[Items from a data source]
□ □ □ □ □

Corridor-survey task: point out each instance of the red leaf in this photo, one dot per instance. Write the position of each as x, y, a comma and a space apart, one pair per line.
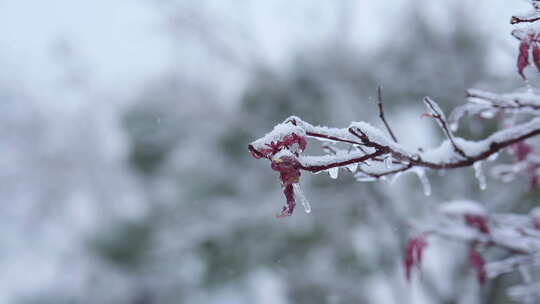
413, 254
523, 58
536, 55
289, 173
477, 262
288, 168
477, 221
289, 207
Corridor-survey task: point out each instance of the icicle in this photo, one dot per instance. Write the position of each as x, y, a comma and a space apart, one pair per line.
479, 174
333, 172
487, 114
454, 126
300, 195
393, 178
362, 177
493, 157
388, 162
421, 173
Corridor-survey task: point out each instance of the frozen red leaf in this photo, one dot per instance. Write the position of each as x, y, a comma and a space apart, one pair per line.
288, 168
289, 173
477, 221
413, 253
536, 55
289, 207
289, 141
523, 58
478, 264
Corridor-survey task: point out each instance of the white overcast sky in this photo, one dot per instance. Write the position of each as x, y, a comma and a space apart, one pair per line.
124, 44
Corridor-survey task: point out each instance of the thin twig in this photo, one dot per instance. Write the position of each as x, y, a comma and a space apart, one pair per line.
381, 113
444, 125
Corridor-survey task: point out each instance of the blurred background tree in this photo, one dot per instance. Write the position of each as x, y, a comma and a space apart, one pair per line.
204, 230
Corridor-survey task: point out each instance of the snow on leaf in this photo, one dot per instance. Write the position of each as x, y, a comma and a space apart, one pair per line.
523, 57
333, 172
426, 186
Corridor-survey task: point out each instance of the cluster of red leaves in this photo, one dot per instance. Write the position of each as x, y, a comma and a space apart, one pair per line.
413, 253
274, 147
415, 249
478, 263
287, 166
531, 41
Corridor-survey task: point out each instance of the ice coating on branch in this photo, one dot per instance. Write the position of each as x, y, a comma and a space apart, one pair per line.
493, 157
388, 162
378, 136
324, 160
461, 207
477, 262
363, 177
479, 174
277, 134
486, 104
300, 195
421, 173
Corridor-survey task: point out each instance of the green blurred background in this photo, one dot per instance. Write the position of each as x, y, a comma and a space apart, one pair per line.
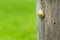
18, 20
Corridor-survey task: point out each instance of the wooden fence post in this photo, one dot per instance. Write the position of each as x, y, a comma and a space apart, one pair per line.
49, 26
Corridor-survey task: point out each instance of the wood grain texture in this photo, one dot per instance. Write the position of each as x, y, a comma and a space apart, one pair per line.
50, 24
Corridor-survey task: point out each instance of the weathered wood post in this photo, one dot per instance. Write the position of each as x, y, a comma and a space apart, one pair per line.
49, 26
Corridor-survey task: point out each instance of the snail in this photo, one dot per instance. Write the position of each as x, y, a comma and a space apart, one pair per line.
41, 13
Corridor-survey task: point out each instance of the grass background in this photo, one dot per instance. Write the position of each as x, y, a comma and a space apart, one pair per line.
17, 19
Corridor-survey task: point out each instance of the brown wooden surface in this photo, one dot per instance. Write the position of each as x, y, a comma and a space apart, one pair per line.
49, 28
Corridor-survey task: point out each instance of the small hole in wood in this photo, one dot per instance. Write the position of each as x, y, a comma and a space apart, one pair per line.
54, 23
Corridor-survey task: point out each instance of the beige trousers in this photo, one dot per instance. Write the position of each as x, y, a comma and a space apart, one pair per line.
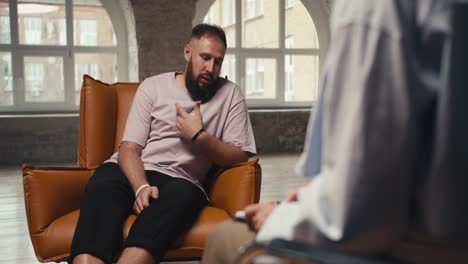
224, 242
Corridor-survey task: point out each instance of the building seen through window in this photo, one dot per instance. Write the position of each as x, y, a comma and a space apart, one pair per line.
52, 52
273, 50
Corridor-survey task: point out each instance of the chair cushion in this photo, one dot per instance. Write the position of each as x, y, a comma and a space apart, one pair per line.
60, 232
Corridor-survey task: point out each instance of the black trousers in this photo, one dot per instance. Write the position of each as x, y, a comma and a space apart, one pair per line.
108, 201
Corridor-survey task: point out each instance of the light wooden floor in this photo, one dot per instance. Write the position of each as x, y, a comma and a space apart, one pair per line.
15, 247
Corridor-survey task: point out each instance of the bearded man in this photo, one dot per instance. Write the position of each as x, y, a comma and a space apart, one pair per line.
180, 123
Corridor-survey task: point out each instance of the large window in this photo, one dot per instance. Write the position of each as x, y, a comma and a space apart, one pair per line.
47, 45
274, 48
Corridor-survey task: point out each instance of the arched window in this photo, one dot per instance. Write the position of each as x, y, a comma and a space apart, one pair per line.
47, 45
275, 47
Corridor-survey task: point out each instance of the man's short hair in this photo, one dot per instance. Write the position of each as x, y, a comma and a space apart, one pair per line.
203, 29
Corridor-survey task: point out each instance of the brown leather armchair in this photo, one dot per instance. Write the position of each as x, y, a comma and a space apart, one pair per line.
52, 194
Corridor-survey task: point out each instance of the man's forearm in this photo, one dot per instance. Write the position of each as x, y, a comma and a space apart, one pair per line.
132, 166
220, 153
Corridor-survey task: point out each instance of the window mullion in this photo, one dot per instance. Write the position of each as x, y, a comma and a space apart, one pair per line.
280, 59
240, 60
69, 60
16, 58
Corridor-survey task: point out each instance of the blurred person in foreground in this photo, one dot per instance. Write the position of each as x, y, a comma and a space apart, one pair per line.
387, 145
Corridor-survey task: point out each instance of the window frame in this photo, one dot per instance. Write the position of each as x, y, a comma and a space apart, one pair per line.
66, 52
319, 12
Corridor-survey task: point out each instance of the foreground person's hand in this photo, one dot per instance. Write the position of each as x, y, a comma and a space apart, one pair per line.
256, 214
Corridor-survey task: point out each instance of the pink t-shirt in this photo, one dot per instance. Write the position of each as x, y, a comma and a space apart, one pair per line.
151, 123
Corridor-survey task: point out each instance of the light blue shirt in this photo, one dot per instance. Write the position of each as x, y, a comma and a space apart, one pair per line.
392, 172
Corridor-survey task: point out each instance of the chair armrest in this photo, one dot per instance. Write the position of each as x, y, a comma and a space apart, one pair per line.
237, 186
51, 192
307, 253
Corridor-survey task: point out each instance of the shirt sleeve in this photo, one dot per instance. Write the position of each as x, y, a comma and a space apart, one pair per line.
139, 118
238, 129
371, 133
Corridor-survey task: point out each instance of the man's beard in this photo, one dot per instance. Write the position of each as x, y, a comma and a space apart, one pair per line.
197, 92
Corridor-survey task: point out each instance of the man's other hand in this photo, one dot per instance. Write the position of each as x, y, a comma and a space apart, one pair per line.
188, 124
143, 199
256, 214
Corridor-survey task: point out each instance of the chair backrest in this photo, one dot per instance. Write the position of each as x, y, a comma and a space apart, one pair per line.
103, 113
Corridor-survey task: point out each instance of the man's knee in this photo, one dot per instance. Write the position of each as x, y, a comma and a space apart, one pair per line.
224, 241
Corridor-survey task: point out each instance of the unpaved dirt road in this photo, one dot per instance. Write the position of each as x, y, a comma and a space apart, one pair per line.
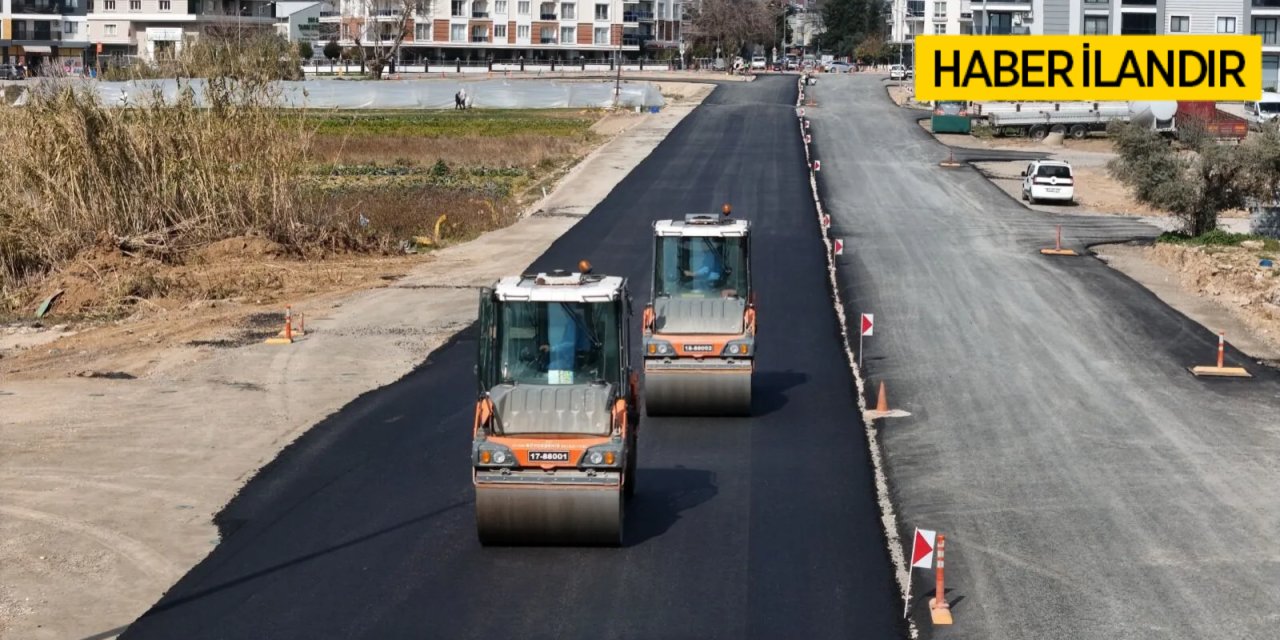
108, 487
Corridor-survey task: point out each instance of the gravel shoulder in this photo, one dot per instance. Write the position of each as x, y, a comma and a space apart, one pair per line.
1089, 485
108, 485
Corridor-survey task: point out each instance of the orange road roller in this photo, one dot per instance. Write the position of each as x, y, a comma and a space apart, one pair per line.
699, 327
554, 439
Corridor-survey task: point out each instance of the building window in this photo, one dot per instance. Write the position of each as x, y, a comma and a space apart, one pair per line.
1000, 24
1137, 24
1266, 27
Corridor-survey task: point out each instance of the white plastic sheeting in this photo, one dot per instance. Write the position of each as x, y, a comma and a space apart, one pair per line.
426, 94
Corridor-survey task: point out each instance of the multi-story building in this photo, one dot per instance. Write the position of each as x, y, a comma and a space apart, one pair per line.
910, 18
44, 32
155, 28
511, 30
298, 21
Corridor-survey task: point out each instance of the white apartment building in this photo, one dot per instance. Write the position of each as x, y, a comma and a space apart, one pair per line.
151, 28
910, 18
300, 21
39, 32
510, 30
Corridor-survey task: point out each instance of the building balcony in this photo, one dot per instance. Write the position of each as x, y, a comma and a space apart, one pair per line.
39, 8
36, 36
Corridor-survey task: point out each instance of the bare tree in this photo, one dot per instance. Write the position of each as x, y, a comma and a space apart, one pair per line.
379, 27
732, 24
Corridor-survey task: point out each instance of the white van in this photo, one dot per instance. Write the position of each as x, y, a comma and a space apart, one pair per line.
1048, 179
1266, 109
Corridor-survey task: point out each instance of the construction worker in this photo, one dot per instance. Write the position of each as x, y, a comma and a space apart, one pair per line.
704, 268
567, 338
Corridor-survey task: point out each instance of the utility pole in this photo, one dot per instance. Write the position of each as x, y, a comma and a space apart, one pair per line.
617, 82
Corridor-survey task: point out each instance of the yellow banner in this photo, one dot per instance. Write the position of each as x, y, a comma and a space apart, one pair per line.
1057, 68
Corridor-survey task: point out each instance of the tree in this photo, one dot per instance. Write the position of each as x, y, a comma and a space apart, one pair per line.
378, 28
849, 22
332, 50
1194, 181
872, 49
732, 24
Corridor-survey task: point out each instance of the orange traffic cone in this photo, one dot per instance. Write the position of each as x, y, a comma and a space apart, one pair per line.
1220, 370
284, 337
1057, 246
882, 407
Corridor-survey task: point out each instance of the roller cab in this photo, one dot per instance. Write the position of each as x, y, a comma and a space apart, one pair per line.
699, 327
553, 447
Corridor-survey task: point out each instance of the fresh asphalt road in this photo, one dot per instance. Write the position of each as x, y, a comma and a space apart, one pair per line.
741, 528
1089, 487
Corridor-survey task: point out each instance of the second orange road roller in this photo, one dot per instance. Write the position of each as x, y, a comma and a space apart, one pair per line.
554, 438
699, 327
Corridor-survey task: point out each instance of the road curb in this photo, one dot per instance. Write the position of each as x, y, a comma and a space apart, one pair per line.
888, 517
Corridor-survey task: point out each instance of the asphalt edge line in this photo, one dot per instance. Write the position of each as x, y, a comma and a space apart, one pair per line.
888, 517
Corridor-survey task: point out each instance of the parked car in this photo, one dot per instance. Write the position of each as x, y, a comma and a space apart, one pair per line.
1264, 110
1048, 179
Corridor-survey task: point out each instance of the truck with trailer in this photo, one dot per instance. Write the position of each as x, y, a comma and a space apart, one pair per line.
1079, 119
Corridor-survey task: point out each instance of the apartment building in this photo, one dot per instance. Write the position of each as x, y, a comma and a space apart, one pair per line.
300, 21
44, 32
510, 30
155, 28
910, 18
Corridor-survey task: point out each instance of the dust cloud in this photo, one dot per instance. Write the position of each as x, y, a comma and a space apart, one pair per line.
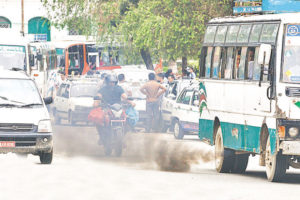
151, 151
167, 153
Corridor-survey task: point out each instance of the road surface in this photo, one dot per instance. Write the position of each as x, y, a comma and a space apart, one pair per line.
154, 166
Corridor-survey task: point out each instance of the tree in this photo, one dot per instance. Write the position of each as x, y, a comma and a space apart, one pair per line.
168, 28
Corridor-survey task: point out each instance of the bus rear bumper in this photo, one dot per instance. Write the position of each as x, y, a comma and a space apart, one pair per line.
290, 148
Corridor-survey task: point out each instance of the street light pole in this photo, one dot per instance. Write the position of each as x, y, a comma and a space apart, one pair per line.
22, 11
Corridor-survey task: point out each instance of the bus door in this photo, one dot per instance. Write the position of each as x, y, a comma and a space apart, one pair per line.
256, 96
76, 59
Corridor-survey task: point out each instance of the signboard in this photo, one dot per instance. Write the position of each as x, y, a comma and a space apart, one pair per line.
40, 37
281, 6
292, 35
12, 49
247, 6
247, 9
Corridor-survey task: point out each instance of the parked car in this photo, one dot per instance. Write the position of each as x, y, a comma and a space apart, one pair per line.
169, 101
25, 125
135, 79
74, 101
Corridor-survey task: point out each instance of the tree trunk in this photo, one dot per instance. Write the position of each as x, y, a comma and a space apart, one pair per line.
184, 65
147, 58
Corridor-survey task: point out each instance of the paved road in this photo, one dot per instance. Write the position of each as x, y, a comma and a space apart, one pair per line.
154, 166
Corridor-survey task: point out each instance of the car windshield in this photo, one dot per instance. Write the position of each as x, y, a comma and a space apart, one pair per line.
84, 90
12, 57
18, 92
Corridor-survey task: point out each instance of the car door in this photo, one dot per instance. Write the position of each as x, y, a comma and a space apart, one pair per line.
167, 105
182, 107
65, 101
194, 112
58, 99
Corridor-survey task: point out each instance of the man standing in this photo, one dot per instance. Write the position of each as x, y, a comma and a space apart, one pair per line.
124, 85
153, 90
192, 74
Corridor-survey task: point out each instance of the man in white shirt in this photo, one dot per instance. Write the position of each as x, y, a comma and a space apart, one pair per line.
192, 74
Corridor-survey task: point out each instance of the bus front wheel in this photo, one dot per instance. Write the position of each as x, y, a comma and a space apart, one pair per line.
224, 158
276, 164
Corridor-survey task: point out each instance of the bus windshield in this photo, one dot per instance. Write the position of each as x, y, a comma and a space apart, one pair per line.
12, 56
291, 66
84, 90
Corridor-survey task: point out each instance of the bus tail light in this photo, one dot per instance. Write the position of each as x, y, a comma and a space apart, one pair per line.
281, 131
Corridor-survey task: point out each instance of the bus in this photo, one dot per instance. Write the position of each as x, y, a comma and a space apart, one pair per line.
250, 92
44, 63
103, 58
71, 56
80, 57
14, 51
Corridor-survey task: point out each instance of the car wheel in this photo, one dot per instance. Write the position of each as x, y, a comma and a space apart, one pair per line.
240, 163
276, 164
178, 132
71, 118
57, 119
46, 158
224, 158
118, 142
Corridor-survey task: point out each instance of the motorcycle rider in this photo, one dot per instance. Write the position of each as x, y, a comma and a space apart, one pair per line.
111, 93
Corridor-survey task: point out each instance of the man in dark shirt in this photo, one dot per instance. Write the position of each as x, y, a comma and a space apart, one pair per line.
112, 93
153, 90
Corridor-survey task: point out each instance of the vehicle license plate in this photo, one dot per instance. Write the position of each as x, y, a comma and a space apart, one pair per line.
7, 144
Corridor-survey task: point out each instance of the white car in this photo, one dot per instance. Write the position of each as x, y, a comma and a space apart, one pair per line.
25, 125
135, 79
181, 113
74, 101
169, 101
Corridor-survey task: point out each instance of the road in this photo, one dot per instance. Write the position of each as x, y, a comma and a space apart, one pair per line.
154, 166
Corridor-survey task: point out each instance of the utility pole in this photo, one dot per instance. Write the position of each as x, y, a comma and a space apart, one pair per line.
22, 11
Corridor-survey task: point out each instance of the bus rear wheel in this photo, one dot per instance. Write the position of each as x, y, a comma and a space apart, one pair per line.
276, 164
224, 158
240, 163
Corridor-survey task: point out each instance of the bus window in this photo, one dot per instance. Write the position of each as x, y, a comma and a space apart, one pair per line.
241, 67
255, 33
232, 33
244, 34
223, 63
210, 34
208, 62
250, 63
238, 51
216, 62
269, 33
256, 71
229, 63
221, 33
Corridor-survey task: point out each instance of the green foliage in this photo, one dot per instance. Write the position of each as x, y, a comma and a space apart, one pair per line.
170, 29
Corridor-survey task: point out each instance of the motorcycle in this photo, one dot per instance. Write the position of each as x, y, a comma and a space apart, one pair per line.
114, 128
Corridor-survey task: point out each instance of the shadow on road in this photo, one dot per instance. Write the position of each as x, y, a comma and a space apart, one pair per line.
290, 177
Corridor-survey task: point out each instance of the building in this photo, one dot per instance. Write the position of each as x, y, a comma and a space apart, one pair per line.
265, 6
36, 24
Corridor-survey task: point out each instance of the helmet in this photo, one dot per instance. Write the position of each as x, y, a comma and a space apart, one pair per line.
111, 79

□ □ □ □ □

* Task details:
Copy, without any change, the lines above from the one containing "Corridor-survey task: point out each instance of the helmet" to the end, both ends included. Add nothing else.

* Answer:
Corridor-survey task: point out each instance of the helmet in this photo, one dot per instance. Write the position of each as x, y, a comma and a space apart, one pair per line.
111, 79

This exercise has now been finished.